_Text passage_:
***
At the time Solomon was working there, Amazon was undergoing some pretty major transformations as a company. Perhaps the most major of changes in that era pre-2009 was when the company moved from a monolithic code base to a micro-services based architecture.

It was with that change that Amazon changed the way it approached engineering. Rather than the entire department working across all the technology issues, smaller engineering teams were formed that took ownership of the software and services that they built. This meant a software engineer at Amazon would now write code, test that code, and deploy what they had created, with those new smaller teams managing it in production.

What that meant is the smaller teams were also responsible and on call for any issues that arose around the products they created. If something broke in the middle of the night, the person ‘on duty’ at the time would receive an alert via their pager, alerting them to the fact there was an issue to be attended to for one of the products built by them and their team. Internally at Amazon this was known internally as being on “pager duty”.

Amazon had built their own system internally for this process; in turn, the idea behind what eventually became PagerDuty was born out a conversation between Solomon and his two cofounders Andrew Miklas and Baskar Puvanathasan about systems that big companies had built for their own internal use that other companies, from new startups to medium-sized growing businesses, might also eventually need.

PagerDuty is known as a success in the startup ecosystem at home in Silicon Valley, as well as in the new international markets that it has entered into, like Australia late last year. The startup is a Y Combinator alum, has raised over US$83 million in venture capital, and boasts companies like Slack, Lululemon, Comcast and eHarmony as part of its database of over 10,000 customers.

The founding CEO of PagerDuty, Solomon eventually made a decision around the structure of the company that very few startup founders would ever have the self-awareness to execute unprompted – he replaced himself as CEO.

There were a couple of driving factors that led Solomon in making that decision.
***
_Data under study_:
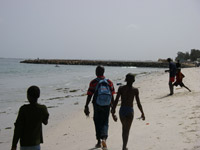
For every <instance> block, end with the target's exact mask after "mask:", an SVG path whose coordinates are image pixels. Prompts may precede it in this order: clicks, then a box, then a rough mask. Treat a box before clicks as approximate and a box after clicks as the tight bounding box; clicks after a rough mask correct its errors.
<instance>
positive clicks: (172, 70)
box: [169, 62, 176, 77]
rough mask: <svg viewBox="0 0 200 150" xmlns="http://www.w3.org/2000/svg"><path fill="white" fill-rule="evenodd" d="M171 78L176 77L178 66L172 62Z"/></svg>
mask: <svg viewBox="0 0 200 150" xmlns="http://www.w3.org/2000/svg"><path fill="white" fill-rule="evenodd" d="M169 76H170V77H175V76H176V65H175V64H174V63H172V62H170V63H169Z"/></svg>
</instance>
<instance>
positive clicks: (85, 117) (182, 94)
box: [0, 68, 200, 150]
mask: <svg viewBox="0 0 200 150" xmlns="http://www.w3.org/2000/svg"><path fill="white" fill-rule="evenodd" d="M182 72H183V74H184V75H185V76H186V77H185V78H184V79H183V82H184V84H185V85H186V86H188V87H189V88H190V89H191V90H192V92H189V91H188V90H187V89H185V88H180V87H175V89H174V93H175V94H174V95H173V96H168V94H169V87H168V74H167V73H164V72H154V73H151V74H147V75H145V76H144V77H143V80H140V81H139V82H136V83H135V84H134V86H135V87H137V88H139V91H140V99H141V103H142V105H143V109H144V112H145V116H146V120H145V121H141V120H138V119H137V118H138V117H140V112H139V110H138V108H137V105H136V104H135V105H134V112H135V116H134V121H133V124H132V127H131V131H130V136H129V142H128V148H129V149H130V150H132V149H134V150H200V142H199V141H200V101H199V100H200V82H199V81H200V77H199V74H200V68H185V69H182ZM136 80H137V78H136ZM120 82H121V81H120ZM115 88H116V91H117V89H118V87H117V86H115ZM58 90H66V91H68V92H69V91H70V92H69V93H70V94H69V95H70V96H69V97H68V99H70V106H71V107H70V108H66V105H65V104H64V103H63V102H62V101H63V100H62V99H65V98H66V97H64V98H63V97H60V96H58V97H57V98H58V99H56V98H55V99H56V100H57V101H56V104H53V103H52V101H55V99H53V100H48V101H50V102H51V106H52V107H51V108H50V107H49V112H50V115H51V116H50V119H49V124H48V125H47V126H44V127H43V129H44V131H43V134H44V144H42V145H41V147H42V150H55V149H57V150H64V149H66V150H95V148H94V146H95V144H96V139H95V129H94V123H93V118H92V114H93V109H92V104H90V111H91V114H90V117H89V118H87V117H86V116H85V115H84V113H83V108H84V104H85V100H86V95H85V94H84V92H85V91H80V90H78V89H58ZM46 102H47V100H42V101H41V103H44V104H45V103H46ZM68 105H69V104H68ZM68 109H72V110H74V111H69V110H68ZM118 109H119V107H118V108H117V111H118ZM7 113H11V112H1V117H4V118H5V122H6V114H7ZM16 113H17V112H15V115H13V116H12V118H14V120H15V119H16V118H15V116H16ZM117 116H119V115H118V113H117ZM1 119H2V118H1ZM14 120H13V122H14ZM1 126H2V125H1ZM6 127H7V128H5V129H3V128H1V131H0V134H1V139H0V150H5V149H9V148H10V146H11V140H12V134H13V125H8V126H6ZM107 145H108V148H109V150H121V147H122V137H121V123H120V121H119V120H118V122H117V123H116V122H114V121H113V120H112V117H111V116H110V122H109V137H108V140H107ZM97 150H98V149H97Z"/></svg>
***
_What this exercise asks_:
A) In the text about PagerDuty, how much venture capital has the startup raised?
B) Rewrite the stretch of the PagerDuty text from "At the time Solomon" through "micro-services based architecture.", changing "monolithic code base" to "single shared code base".

_Responses_:
A) Over US$83 million.

B)
At the time Solomon was working there, Amazon was undergoing some pretty major transformations as a company. Perhaps the most major of changes in that era pre-2009 was when the company moved from a single shared code base to a micro-services based architecture.